WHAT IS REQUIRED
A word-for-word retyping of the listing is the goal.

= = = =

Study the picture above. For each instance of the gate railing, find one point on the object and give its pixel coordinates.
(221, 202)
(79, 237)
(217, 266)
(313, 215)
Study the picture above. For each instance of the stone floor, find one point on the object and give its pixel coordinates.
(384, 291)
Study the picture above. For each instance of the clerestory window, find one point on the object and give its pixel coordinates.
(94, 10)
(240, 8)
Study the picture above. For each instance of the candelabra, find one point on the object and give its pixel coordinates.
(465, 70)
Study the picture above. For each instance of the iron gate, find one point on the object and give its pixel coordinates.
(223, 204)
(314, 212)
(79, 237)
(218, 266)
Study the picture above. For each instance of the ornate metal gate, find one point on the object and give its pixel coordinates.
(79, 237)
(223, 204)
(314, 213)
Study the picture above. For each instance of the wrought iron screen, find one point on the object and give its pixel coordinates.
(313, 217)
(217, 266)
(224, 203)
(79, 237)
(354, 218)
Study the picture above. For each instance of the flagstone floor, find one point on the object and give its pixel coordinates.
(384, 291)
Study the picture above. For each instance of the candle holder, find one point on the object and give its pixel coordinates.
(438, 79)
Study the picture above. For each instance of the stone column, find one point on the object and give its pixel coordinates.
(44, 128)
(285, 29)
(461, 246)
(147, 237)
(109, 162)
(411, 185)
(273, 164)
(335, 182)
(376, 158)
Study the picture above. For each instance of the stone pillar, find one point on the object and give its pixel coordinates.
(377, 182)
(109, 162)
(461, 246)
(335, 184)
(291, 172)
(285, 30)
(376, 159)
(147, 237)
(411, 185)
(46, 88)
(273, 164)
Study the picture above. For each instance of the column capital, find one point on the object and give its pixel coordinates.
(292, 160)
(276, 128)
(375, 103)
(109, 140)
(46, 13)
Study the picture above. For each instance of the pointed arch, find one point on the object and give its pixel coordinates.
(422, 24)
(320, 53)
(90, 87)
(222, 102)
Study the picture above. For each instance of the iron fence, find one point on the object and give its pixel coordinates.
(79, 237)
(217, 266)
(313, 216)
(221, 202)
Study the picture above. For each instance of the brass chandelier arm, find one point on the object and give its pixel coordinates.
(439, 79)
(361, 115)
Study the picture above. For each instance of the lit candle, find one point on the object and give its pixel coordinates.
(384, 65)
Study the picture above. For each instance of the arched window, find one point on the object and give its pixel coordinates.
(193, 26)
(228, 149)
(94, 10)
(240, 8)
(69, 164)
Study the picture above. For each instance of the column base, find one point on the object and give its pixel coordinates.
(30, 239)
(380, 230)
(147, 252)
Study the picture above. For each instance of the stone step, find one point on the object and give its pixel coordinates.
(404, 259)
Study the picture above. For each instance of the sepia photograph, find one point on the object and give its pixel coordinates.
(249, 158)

= = = =

REPLY
Study the picture above. For each instance of the gate railing, find one point on the object and give its pixel coordinates.
(221, 202)
(79, 237)
(217, 266)
(313, 215)
Study the picture above. For each instance of the stone floor, find one point on the object and give its pixel coordinates.
(384, 291)
Study the picture above. For each instance of the clerestory window, find one point on the object and give its pixel coordinates.
(94, 10)
(240, 8)
Study the picture above. For each instance of the candelabra, find one point on the object and give its pixel coordinates.
(465, 70)
Study the picture above. For each instance of the iron gate, find one point on the object and give its pixel coordinates.
(223, 204)
(314, 212)
(79, 237)
(218, 266)
Study the picture above. For each instance of the ornate metal gate, find one point on the object and give its pixel coordinates.
(79, 237)
(223, 204)
(314, 213)
Study the picture above. For each instance of the wrought iron screen, find one point on the object and give its pixel coordinates.
(313, 217)
(217, 266)
(224, 203)
(79, 237)
(354, 218)
Study the picture above. For each instance of the flagstone floor, find one point on the object and give its pixel coordinates.
(384, 291)
Study the picture above. For each instance of the candle holder, find one point on the object and give its pixel coordinates.
(438, 79)
Study the picture above. For each instance of the stone column, find one point on the object and give its pixel coordinates.
(44, 128)
(285, 29)
(461, 246)
(147, 237)
(109, 162)
(411, 185)
(273, 164)
(335, 182)
(376, 158)
Study the picture above. For each instance of the stone pillar, find one point on the object and give its pixel coordinates.
(377, 182)
(109, 162)
(461, 246)
(335, 184)
(291, 172)
(285, 30)
(376, 159)
(147, 237)
(411, 185)
(46, 88)
(273, 164)
Study the picture above. For each instance of the column capital, find one point on the object and give its pixel coordinates.
(292, 160)
(276, 128)
(375, 103)
(109, 140)
(46, 13)
Study the picture above. For each instance of the pointed arch, find one point on the object and give its pixel coordinates.
(422, 24)
(320, 53)
(90, 87)
(222, 102)
Study the picture above. For each instance of the iron fence, find one point on the object and give its pixel coordinates.
(79, 237)
(217, 266)
(313, 216)
(221, 202)
Study the picture above. For each instance of the brass chandelier arm, find one point on the object and give its pixel coordinates.
(439, 79)
(361, 115)
Study the picture above. For each instance of the lit candle, find one point on the object and give its pixel coordinates.
(384, 65)
Study the picture above. For each instance of the arched window, find one point on the object and give its pixel coordinates.
(193, 26)
(228, 149)
(94, 10)
(240, 8)
(69, 164)
Study the picture above. For each instance of the column base, find one point on the object and give its pixel coordinates.
(30, 239)
(380, 230)
(147, 252)
Study the picture above. For each instance of the stone step, find one point on the object and give its pixel coordinates.
(404, 259)
Study the picture above. For each instance of the sepia photograph, find one point on the object and give its pixel coordinates.
(249, 158)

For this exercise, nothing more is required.